_本文_
....................

1月18日~20日にかけて、東京ビッグサイトにおいて「第4回 ウェアラブルEXPO」が開催されている。QDレーザのブースでは、網膜に直接映像を投影するヘッドマウントディスプレイ「網膜走査型レーザアイウェア」のタッチ&トライを実施していた。
「ウェアラブル」の代表機器としてヘッドマウントディスプレイ(HMD)の存在感は年々増しているが、同製品は映像を眼前のディスプレイに映すのではなく、装着者の網膜に直接投影するという手法が特徴となっている。タッチ&トライには行列ができており、同製品への期待感が感じられた。
今回展示されていたのは、市販を想定したモデルのプロトタイプ。光学ユニットをメガネ型フレームの内側に搭載しているため、見た目からはサングラスと大きな違いを受けない。レンズに色がついているのは、一般的なプロジェクタを使う際に部屋の照明を落とすのと同じ狙いで、映像を鮮明に見せるためという。

....................

_課題_
本文の一文「今回展示されていたのは、市販を想定したモデルのプロトタイプ。」を英語に訳してください。 次の記録はこの作業には関係しません。

....................

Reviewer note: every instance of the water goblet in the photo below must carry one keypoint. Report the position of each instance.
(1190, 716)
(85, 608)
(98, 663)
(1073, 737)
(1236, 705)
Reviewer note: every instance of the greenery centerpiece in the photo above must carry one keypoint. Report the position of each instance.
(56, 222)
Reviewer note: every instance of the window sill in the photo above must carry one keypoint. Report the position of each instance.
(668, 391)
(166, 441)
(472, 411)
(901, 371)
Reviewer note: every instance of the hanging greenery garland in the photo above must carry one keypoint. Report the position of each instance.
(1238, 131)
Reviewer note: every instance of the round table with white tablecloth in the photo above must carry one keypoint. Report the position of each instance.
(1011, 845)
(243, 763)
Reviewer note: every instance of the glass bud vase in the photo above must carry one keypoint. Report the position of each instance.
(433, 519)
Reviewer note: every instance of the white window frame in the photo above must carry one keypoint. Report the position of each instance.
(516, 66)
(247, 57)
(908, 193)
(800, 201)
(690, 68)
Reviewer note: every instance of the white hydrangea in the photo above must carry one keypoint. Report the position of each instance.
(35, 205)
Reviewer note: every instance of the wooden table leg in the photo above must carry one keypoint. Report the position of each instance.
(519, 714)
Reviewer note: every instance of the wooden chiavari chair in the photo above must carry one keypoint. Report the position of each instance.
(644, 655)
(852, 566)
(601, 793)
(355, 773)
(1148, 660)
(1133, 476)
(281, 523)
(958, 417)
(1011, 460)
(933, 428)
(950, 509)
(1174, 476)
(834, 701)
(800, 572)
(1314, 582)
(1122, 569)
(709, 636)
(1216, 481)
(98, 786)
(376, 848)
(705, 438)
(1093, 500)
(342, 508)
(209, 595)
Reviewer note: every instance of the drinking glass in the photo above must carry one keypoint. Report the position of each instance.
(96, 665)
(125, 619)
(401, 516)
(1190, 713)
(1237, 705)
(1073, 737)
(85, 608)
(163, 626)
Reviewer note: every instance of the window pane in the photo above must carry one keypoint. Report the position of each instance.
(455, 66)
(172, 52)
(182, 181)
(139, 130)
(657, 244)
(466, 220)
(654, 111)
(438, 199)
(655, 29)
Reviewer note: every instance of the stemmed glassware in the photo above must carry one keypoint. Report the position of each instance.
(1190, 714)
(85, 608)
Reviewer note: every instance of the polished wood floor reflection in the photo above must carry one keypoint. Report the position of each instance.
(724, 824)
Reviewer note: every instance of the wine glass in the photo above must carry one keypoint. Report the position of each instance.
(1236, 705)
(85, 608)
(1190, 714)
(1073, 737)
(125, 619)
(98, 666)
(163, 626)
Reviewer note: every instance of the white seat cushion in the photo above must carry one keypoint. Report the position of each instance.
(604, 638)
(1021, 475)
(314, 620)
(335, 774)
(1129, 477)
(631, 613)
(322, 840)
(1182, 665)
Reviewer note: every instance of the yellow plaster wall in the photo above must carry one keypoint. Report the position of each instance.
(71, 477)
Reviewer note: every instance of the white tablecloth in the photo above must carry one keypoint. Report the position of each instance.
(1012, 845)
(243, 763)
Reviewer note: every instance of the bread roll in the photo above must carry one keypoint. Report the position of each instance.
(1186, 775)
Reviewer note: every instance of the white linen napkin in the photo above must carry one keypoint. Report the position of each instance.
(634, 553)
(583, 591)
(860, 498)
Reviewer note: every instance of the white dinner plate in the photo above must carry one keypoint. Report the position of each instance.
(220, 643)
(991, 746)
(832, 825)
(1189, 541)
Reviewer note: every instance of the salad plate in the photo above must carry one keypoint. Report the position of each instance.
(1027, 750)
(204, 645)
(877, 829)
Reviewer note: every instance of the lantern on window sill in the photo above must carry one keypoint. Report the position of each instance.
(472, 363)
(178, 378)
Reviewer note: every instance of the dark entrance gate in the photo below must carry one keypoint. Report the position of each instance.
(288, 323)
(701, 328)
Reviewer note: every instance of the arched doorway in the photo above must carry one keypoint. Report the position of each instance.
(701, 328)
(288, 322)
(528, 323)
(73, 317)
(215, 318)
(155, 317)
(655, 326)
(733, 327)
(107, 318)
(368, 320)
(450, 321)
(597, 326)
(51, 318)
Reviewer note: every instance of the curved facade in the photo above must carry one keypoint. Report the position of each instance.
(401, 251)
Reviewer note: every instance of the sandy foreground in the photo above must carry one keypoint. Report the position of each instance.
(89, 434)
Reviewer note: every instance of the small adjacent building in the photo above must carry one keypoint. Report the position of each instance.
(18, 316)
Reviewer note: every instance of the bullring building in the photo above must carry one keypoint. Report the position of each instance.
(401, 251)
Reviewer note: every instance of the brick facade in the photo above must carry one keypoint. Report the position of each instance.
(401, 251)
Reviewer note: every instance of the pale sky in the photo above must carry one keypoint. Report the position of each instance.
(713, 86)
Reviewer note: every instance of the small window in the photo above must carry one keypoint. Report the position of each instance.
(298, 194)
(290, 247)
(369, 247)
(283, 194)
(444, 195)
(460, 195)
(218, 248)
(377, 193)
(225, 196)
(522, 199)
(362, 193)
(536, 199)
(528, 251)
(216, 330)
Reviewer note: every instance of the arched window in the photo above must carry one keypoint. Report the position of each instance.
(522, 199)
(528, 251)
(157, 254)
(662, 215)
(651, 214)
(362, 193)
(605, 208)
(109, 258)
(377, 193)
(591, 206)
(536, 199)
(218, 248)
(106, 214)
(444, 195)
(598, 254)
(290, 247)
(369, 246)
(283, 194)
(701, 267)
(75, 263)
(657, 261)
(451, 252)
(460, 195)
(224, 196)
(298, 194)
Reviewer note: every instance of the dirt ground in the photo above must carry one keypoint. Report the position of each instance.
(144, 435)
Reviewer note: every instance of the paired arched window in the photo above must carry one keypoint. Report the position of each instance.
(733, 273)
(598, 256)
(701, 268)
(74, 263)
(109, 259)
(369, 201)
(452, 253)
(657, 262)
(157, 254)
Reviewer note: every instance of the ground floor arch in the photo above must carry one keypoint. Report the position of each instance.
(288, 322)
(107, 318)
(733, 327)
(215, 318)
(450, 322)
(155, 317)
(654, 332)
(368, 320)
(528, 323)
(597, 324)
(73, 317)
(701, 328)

....................

_期待される出力_
What was on display this time was a prototype of a model intended for retail sale.